▸ Supplied material:
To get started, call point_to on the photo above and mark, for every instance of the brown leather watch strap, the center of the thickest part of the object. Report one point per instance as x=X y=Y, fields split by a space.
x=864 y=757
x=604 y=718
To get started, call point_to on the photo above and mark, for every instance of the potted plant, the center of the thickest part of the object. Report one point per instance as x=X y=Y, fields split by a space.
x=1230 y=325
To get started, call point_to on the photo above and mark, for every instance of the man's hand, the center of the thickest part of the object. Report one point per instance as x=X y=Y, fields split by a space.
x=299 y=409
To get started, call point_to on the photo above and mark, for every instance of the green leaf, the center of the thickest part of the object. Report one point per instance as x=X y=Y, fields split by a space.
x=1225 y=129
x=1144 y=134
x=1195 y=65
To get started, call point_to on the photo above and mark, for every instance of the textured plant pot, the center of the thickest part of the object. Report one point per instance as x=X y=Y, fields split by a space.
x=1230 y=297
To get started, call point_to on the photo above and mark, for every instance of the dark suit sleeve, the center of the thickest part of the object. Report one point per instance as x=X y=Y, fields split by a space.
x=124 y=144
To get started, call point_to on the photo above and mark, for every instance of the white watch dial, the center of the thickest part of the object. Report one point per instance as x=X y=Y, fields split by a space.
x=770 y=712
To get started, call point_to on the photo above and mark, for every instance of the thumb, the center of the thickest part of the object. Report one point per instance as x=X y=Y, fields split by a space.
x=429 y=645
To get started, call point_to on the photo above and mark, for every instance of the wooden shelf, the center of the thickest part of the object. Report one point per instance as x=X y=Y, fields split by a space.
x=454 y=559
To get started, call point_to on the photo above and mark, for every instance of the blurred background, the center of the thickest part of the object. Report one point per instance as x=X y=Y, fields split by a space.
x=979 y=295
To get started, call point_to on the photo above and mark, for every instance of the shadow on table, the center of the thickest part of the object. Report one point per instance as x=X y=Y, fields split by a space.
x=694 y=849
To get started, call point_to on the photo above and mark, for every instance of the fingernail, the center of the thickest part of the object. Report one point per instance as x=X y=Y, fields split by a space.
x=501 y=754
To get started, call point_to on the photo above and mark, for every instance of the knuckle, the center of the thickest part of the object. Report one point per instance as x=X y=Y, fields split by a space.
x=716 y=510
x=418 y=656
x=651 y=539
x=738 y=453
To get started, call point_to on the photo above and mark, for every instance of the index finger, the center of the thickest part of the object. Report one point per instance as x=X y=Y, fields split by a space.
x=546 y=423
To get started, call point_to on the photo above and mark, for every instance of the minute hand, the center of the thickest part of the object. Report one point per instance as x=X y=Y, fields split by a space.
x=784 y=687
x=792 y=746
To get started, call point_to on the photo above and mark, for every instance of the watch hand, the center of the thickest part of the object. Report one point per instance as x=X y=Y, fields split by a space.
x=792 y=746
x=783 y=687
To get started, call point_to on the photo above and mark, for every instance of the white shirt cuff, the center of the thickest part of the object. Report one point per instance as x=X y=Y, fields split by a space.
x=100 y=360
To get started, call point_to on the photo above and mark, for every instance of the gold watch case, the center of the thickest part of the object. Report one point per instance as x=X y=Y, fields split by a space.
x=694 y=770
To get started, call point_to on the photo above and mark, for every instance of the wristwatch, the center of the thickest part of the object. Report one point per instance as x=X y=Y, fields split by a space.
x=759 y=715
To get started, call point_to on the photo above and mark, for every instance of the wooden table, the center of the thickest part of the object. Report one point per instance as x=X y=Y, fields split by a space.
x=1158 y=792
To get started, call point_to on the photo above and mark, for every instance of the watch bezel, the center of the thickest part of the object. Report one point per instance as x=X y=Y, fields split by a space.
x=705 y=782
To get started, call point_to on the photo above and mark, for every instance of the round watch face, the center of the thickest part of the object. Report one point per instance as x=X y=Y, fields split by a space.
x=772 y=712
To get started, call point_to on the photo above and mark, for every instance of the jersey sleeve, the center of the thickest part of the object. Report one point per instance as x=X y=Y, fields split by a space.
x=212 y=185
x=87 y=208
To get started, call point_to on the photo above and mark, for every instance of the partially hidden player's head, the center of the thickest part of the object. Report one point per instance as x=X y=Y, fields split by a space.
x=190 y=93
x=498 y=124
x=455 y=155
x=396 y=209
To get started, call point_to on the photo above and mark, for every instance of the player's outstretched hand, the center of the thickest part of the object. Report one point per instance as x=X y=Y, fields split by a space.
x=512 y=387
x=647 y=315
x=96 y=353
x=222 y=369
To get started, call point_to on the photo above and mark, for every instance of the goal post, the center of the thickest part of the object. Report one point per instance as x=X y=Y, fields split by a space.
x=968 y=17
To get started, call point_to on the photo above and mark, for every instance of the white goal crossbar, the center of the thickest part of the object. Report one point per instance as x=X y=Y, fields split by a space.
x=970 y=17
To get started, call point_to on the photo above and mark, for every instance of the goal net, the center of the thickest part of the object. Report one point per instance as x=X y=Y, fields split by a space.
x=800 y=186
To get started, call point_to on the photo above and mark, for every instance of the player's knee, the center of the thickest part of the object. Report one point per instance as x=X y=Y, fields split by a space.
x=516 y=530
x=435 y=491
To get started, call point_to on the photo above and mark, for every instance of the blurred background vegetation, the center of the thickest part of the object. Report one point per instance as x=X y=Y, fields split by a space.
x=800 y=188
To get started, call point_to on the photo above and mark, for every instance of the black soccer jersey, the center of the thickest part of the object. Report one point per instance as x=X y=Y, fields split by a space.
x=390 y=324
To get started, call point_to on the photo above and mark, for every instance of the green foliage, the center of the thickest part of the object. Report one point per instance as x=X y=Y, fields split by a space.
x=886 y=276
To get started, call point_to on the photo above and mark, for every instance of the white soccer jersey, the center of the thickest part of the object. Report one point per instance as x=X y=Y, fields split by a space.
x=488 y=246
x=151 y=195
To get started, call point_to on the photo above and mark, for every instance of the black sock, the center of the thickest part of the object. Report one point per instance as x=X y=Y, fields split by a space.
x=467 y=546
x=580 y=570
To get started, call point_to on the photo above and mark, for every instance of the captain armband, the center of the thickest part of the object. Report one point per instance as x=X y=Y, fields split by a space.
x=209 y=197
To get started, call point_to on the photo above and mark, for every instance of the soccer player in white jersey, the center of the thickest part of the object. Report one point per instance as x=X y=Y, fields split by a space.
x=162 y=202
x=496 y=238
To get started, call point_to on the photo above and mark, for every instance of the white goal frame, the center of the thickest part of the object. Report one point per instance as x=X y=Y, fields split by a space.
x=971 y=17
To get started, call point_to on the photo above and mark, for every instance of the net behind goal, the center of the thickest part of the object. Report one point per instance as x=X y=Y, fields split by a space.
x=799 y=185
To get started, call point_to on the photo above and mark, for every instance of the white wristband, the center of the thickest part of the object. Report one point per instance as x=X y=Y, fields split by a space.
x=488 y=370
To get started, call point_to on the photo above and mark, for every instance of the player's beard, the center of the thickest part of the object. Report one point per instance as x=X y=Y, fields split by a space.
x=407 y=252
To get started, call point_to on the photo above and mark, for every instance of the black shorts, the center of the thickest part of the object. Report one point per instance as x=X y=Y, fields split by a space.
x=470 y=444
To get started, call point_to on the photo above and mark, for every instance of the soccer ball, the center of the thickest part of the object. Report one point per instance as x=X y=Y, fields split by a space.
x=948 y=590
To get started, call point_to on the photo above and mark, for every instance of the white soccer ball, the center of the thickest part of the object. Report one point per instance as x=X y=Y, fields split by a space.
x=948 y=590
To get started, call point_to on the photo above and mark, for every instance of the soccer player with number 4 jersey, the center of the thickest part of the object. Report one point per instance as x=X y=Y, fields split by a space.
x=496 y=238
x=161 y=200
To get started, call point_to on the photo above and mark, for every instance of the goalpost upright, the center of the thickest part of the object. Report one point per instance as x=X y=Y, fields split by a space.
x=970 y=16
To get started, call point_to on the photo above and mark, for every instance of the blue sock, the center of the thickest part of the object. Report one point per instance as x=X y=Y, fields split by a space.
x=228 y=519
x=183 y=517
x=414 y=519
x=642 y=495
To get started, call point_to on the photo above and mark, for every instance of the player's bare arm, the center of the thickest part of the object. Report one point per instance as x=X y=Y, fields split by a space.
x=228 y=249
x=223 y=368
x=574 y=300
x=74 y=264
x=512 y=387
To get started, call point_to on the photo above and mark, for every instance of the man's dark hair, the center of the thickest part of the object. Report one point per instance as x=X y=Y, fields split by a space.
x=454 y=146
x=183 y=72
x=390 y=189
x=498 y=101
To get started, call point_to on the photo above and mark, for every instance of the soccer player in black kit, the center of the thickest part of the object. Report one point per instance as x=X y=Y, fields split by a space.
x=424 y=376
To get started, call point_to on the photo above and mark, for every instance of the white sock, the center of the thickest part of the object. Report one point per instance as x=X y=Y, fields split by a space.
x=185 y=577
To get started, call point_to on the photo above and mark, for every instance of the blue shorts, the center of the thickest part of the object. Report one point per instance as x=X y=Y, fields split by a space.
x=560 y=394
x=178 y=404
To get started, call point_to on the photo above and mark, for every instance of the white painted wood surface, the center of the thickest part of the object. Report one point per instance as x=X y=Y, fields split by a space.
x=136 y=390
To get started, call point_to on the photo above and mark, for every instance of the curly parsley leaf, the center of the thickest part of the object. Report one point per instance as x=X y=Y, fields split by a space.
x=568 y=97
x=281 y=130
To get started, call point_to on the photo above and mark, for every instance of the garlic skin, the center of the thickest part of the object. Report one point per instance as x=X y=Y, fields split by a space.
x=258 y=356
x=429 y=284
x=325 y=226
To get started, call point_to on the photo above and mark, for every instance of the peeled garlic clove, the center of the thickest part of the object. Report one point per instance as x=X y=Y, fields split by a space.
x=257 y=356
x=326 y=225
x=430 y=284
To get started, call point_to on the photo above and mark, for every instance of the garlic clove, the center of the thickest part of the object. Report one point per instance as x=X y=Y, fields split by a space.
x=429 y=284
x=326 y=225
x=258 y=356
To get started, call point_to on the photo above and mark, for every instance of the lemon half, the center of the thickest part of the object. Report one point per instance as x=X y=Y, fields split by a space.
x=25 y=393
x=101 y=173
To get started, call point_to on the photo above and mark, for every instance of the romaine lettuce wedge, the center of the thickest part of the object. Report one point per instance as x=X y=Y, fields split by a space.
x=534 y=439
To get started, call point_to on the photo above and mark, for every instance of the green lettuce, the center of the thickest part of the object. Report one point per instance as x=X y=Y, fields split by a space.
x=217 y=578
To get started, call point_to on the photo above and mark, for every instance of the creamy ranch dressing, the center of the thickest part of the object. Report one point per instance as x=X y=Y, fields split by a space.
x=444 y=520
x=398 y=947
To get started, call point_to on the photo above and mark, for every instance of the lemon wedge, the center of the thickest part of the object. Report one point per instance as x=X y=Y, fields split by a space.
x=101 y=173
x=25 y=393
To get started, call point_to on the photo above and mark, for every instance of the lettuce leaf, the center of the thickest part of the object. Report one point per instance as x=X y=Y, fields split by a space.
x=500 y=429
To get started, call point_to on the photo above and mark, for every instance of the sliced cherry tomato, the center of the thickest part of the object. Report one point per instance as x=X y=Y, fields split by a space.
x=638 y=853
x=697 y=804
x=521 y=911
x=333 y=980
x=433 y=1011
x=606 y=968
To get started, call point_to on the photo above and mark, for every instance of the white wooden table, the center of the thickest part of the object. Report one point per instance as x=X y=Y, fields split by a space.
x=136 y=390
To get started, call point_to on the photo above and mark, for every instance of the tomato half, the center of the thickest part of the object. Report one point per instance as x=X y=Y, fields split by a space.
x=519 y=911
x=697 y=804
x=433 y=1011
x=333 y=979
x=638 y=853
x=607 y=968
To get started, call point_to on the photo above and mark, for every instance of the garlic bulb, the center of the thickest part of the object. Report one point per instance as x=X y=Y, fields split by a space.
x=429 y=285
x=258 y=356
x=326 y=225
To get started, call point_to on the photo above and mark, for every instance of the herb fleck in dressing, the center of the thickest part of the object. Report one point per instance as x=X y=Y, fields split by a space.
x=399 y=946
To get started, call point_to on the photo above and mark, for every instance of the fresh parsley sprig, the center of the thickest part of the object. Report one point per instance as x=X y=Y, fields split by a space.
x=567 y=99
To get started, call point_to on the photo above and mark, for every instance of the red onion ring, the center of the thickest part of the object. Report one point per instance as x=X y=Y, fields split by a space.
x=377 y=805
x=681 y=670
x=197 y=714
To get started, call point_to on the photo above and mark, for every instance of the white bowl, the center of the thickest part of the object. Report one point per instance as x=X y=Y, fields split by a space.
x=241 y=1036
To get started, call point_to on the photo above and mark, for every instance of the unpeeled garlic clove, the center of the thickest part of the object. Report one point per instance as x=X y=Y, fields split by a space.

▸ What you will do:
Reproduce, word for word, every line starting at the line that contains "of the fresh" and ending with the final line of the entries.

▸ The response:
To get started, call point_to on the photo above and mark, for every instance of the fresh parsley sprig, the center of the thickest part of the object. Report one point per instance as x=X y=Y, fields split by a space.
x=567 y=99
To get started, call point_to on the photo above and mark, for every instance of the red onion ring, the center of the thickest part of the object. Report one point per instance as x=X y=Y, fields split by a space.
x=377 y=805
x=681 y=670
x=197 y=714
To get started, call point_to on the photo above and mark, for every instance of the white bowl, the center of the thickest part of the object. Report one point per instance as x=X y=Y, fields split by a space.
x=241 y=1036
To get started, call point_to on the photo above and mark, for every instance of the unpeeled garlic clove, the center of the thickest part of the object. Report one point per instance as x=X y=Y, fields split by a space.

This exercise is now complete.